[AVAILABLE DATA Boundary: Start]

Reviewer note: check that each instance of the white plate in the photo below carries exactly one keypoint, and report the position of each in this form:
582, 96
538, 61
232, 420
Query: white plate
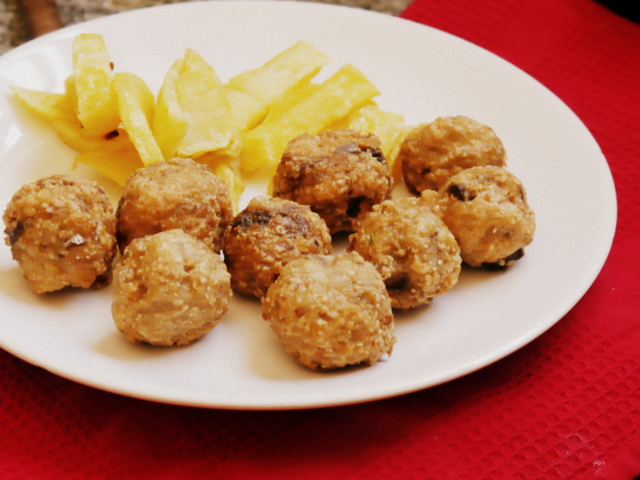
422, 73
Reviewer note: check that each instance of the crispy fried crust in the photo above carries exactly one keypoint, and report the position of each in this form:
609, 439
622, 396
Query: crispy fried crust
61, 231
178, 193
412, 248
169, 289
432, 153
486, 209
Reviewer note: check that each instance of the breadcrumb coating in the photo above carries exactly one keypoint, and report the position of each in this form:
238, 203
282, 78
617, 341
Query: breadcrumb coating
178, 193
61, 231
340, 174
265, 236
413, 250
486, 209
433, 152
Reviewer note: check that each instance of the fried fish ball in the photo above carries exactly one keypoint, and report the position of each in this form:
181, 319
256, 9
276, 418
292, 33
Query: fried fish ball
412, 248
340, 174
487, 211
331, 311
178, 193
61, 231
433, 152
265, 236
169, 289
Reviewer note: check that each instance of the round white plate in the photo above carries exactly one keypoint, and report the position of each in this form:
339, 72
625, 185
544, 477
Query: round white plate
422, 73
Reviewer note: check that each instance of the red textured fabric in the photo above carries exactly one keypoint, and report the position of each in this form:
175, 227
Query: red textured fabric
566, 406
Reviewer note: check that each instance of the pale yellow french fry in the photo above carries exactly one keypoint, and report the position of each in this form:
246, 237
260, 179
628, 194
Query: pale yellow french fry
92, 74
253, 92
169, 125
135, 107
343, 92
49, 106
236, 186
118, 164
204, 104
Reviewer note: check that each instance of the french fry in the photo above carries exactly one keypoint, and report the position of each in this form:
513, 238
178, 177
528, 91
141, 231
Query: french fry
252, 93
92, 73
116, 164
135, 108
72, 134
343, 92
169, 125
204, 104
236, 186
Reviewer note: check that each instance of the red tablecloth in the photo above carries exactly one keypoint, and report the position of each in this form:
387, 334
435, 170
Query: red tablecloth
565, 406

[AVAILABLE DATA Boundary: End]

When you copy the records above, keep every word exact and drop the pictures.

Reviewer note: check that each instance of the white plate in the photo below carries exactly one keypoint, and report the position of each in this form:
582, 96
538, 61
232, 420
Query: white plate
422, 73
Reviewer note: check that each instance of the crispy fried crust in the photo above carries exactly one keypoint, and report the position of each in this form:
609, 439
622, 396
Query: crispy fried crust
61, 231
178, 193
412, 248
169, 289
432, 153
486, 209
Reviewer note: check that each instance of the breadcrumb coating in the photo above carries exactly one keypoint, and report the position of each in this form:
238, 203
282, 78
617, 341
Query: breadcrumb coating
178, 193
61, 231
340, 174
265, 236
413, 250
486, 209
433, 152
Reviewer note: check that each instance of the fried fish ball in the photo above carries exactly one keypoint, and report the position of each in this form:
181, 319
256, 9
276, 418
292, 33
Query: fried fish ball
412, 248
340, 174
487, 211
331, 311
178, 193
61, 231
433, 152
265, 236
169, 289
Reviewer note: check that each instance of the round white plate in the photo above carries exactly one keypoint, and report the position of each in this form:
339, 72
625, 185
544, 477
Query: round white plate
422, 73
Reviewer note: check that each instance of the red textured fabric in the photo above carries exactly one keypoint, and report the position of each in this form:
175, 227
Query: red textured fabric
566, 406
Reviewer note: check that each instance of the pale yellow french fry in the photo above carries exactly one keypoint, and report the position of each in this form:
246, 237
260, 179
628, 194
Query: pale yellow french fry
92, 74
253, 92
169, 125
135, 107
343, 92
49, 106
236, 186
118, 164
204, 104
Reviewer note: check that each instance of the french fry in the photo above carries exactly one keypoint, and report the position of each in this form:
513, 238
178, 177
528, 91
141, 231
Query: french fry
252, 93
92, 73
116, 164
135, 108
72, 134
343, 92
169, 125
204, 104
236, 186
Reviewer note: check that each instance of the red tablecloth in the photo above carries exactly one keypoint, and report the position of each in this form:
387, 334
435, 170
Query: red tablecloth
565, 406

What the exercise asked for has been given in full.